*やること*.
A – 染色体験の記事の「まるで水彩のようなタッチ!」から「エプロンをお借りして、さっそく塗り始めていきます!」までを両端も含めて書き直してください。その際、「エプロン」は「割烹着」に差し替えてください。
B – 染色体験の記事の冒頭で、「山口県」といえば思い浮かぶものとして挙げられているものをすべて書き出してください。
C – 染色体験の記事を、最後の文の続きから書き進めてください。

*記事の抜粋*.
皆さんは、「山口県」といえば、何を思い浮かべますか? 「フグ」、「秋吉台」、「錦帯橋」…。
それだけ?! いやいや、山口県には他にも知ってもらいたい魅力が、各地域にたくさんあります!
第23回は周防大島町で武者絵の染色体験をしてきました!

岡本染工場外観の写真

岡本染工場

今回体験するのは周防大島町にある「岡本染工場(そめこうば)」です。この施設では、タペストリーサイズの武者絵の染色体験を楽しむことができます。

武者絵の染色体験

道路から見える「民宿」と書かれた屋根の写真

大島大橋を越えて左に進んでいくと「民宿」の文字が! この屋根が目印です

岡本染工場の入り口の写真

入り口に大きな武者絵がありました。近くで見ると大迫力!

教えていただくのは、この道60年の職人さん。
普段は職人として作品制作をしながら、隣接する民宿の経営もしています。
のりを流し込んだ筒紙の写真

筒紙(つつがみ)にのりを流し込んで線画を描いていきます

直江兼続の線画の写真

今回の体験で塗る武将は「愛」の字がトレードマークの直江兼続(なおえ かねつぐ)!

あらかじめ用意された線画に、色を塗っていきます。
線画は「筒描き」と呼ばれる技法により、塩が含まれたのりを使って描かれています。のりは湿度が高いと取れやすく、湿気の多い時期は、作業をするのに不向きだとか。
そのため、染色体験は基本的に秋から春にかけて行われています。
樹脂用染料の写真

樹脂用染料は、アクリル樹脂やナイロンなども染めることができる染料です

線画に染料を塗る様子の写真

まるで水彩のようなタッチ!

武者絵の制作で使われているのは「樹脂用染料」といって、水彩のように塗りやすく、色が落ちにくいのが特徴。
指に付いた場合は水洗いすれば取れますが、衣服に付いてしまったら落ちないので注意です!
塗り方は、基本的に単色でベタ塗り、パーツによっては立体感を出すためにグラデーションで塗ることも。
エプロンをお借りして、さっそく塗り始めていきます!

*元の記録*.
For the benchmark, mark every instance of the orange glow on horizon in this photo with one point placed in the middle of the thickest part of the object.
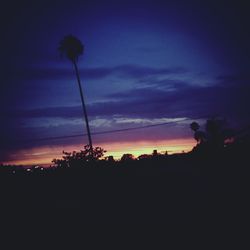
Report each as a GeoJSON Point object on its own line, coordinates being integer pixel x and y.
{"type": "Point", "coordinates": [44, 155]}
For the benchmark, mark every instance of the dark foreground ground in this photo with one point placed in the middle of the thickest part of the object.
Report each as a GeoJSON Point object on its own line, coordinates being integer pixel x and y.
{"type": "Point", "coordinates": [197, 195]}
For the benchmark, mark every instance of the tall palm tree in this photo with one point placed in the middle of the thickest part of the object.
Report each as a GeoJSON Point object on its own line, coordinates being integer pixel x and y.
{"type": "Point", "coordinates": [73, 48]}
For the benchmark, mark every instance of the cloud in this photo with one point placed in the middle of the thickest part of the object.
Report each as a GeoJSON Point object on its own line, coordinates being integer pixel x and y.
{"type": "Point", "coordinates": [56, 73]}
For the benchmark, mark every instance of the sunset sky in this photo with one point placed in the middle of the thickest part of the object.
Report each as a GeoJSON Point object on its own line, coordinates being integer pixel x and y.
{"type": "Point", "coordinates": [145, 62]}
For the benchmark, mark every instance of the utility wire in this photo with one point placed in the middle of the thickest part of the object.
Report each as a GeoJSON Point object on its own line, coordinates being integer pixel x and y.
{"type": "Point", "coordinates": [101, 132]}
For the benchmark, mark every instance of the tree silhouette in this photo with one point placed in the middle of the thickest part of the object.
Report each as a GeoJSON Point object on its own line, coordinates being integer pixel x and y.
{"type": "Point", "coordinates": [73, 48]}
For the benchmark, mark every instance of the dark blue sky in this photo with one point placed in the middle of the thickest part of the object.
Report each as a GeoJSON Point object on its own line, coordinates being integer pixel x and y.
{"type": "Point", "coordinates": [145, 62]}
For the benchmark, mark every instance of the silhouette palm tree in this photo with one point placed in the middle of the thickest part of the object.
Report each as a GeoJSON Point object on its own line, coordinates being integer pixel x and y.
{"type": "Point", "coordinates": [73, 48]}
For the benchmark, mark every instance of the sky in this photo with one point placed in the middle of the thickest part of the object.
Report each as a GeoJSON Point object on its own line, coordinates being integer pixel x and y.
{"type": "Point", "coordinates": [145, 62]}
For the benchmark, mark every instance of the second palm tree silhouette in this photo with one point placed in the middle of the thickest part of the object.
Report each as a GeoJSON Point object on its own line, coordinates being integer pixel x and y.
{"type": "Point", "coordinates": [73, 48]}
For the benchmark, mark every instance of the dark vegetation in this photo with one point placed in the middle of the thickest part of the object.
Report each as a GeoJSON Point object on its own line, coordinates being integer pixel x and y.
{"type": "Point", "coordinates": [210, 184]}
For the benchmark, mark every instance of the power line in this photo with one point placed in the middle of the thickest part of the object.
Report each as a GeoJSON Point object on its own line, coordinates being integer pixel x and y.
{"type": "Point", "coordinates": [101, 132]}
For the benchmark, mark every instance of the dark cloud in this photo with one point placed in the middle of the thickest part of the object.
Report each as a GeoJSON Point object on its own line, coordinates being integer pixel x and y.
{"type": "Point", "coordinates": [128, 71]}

* * *

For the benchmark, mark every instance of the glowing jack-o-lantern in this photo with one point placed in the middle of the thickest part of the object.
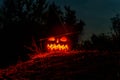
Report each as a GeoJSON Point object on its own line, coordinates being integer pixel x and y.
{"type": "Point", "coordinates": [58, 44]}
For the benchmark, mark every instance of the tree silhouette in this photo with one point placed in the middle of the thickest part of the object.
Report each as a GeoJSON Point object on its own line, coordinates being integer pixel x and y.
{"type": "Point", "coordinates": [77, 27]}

---

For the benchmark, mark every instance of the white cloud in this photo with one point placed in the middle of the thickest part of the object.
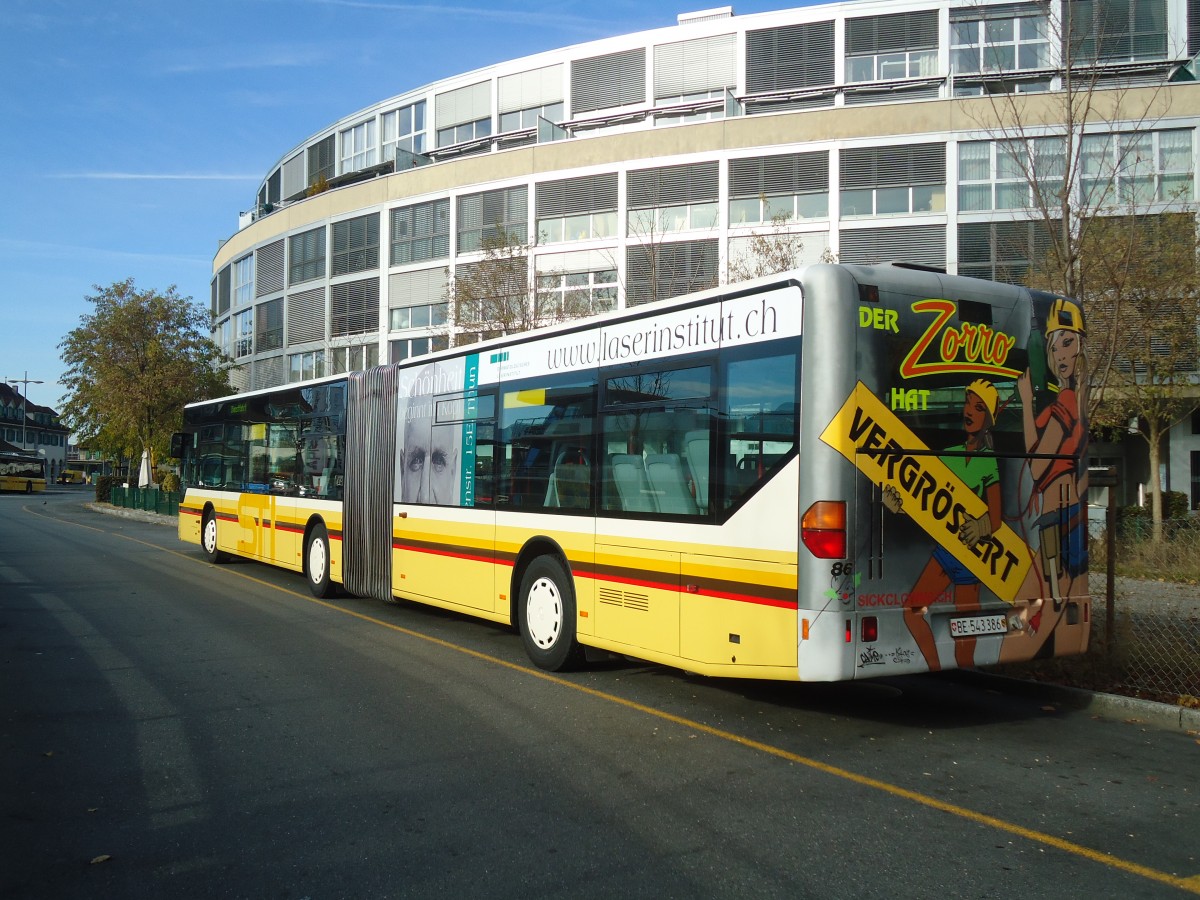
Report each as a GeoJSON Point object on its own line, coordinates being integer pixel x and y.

*課題の答え*.
A –
まるで水彩のようなタッチ!

武者絵の制作で使われているのは「樹脂用染料」といって、水彩のように塗りやすく、色が落ちにくいのが特徴。
指に付いた場合は水洗いすれば取れますが、衣服に付いてしまったら落ちないので注意です!
塗り方は、基本的に単色でベタ塗り、パーツによっては立体感を出すためにグラデーションで塗ることも。
割烹着をお借りして、さっそく塗り始めていきます!

B – フグ、秋吉台、錦帯橋

C –
黄色の染料にオレンジの染料を重ねる様子の写真

黄色を下に塗って、オレンジを少し置いて…

染料を指で伸ばしてグラデーションにする様子の写真

指で伸ばせばグラデーションに!

まずは、絵の全体を見ながらどこにどの色を置くかをイメージして…。
塗りやすいかぶとの部分から黄色で塗っていきます。
何より、まず試したかったのがグラデーション! 外側にオレンジを置いて、それを人差し指で内側に向かって伸ばします。
単色の場合でも、色の上に水を付けて、指で伸ばせばグラデーションが作れます。
ピンクの染料で塗る様子の写真

鮮やかなピンク

緑色で濃淡を表現する様子の写真

緑色の自然な濃淡が美しいです

筆先の形を意識しながら、細いところは筆の角を使って慎重に塗っていきます。
塗り始めてから少したつと、筆の扱いに慣れた気になり、集中力も切れがち。すると…。
赤色がはみ出た様子の写真

赤がはみ出てしまった…

鎧のパーツや、胴のつながっている部分を塗る様子の写真

鎧のパーツや、胴のつながっている部分を意識しながら塗る

少しずれただけで、こんなにもはみ出してしまいました…。
薄い色であれば、上に濃い色を塗ることでカバーできるものの、基本的に元に戻せず。
これにはガックリ落ち込んでしまいます…もっと集中しなければ!
色鮮やかに塗り分けられた武者絵の写真

とっても色鮮やかです!

塗りの途中経過を確認する様子の写真

鎧の部分がグラデーションなので、絵の全体が見えなくても派手な仕上がりになるのが分かります

ようやくここまで塗ることができました。
作業に夢中になっていると1時間の作業が10分ほどに感じます。
実際には、丁寧に塗る時間よりも何色をどこに塗るか悩んでる時間が多い気がしますが(笑)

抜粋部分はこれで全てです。